- **SOURCE PASSAGE**

>>>>>

4/25/19

The Battle against our Obsession with Thinness

Dieting is the main risk factor for developing an eating disorder. When someone begins a diet, they risk triggering an adaptive mechanism humans favored in times of extended famine. Those who could survive with limited food the longest persevered and their genes were passed on. So the starvation response is built into our genetic code and, when used in maladaptive ways, becomes an eating disorder.

Now, the trigger is no longer the lack of food but instead the driving force of thinness as a necessity for success in our modern culture. As long as thinness is a triumph, as long as fat bias exists, as long as the exercise, diet and food industries bombard the public with false messages, the masses will pursue thinness and diet.

Trapped in this funhouse where we are taught to see the distortion of our own bodies, people spend countless days, hours and years expending enormous mental and emotional effort on dieting and weight. We may worry about decreased productivity due to smartphones, but we ignore the endless lost time to weight preoccupation. 

The inexorable pull to thinness and weight loss is pervasive in the culture through urban and rural parts of the world, socioeconomic differences and racial and ethnic communities. At this point, no one is spared.

<<<<<

- **RECORDS**
>>>>>

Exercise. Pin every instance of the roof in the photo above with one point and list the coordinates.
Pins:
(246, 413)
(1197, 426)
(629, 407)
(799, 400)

<<<<<

- **WHAT TO WORK ON**
Continue the essay on the obsession with thinness, picking up after its final sentence, "At this point, no one is spared."

- **ANSWER SECTION**
In addition to the personal and interpersonal changes I have written about in this blog that can help, eating disorders will not begin to decline without a decrease in the pressure for thinness. There are some signs of positive change: the body positive movement, outing of fat shaming, and varying size models for some clothing companies. These changes matter and are noticeable in the community.

But for more change to occur, the true arbiters of personal success need to speak up. Celebrities across the board need to question the overall thin bias and stop supporting the industries that benefit from our collective obsession. The medical community needs to be clearer about the true minimal link between weight and health. The government needs to crack down on industries sapping our mental wellness to live a life lost in pursuit of the number on a scale.


The effects have been long lasting and harmful. The changes that need to happen are starting. If a different way of assessing our own success begins to grow, the power—financial and emotional—of the thinness crusade can be weakened.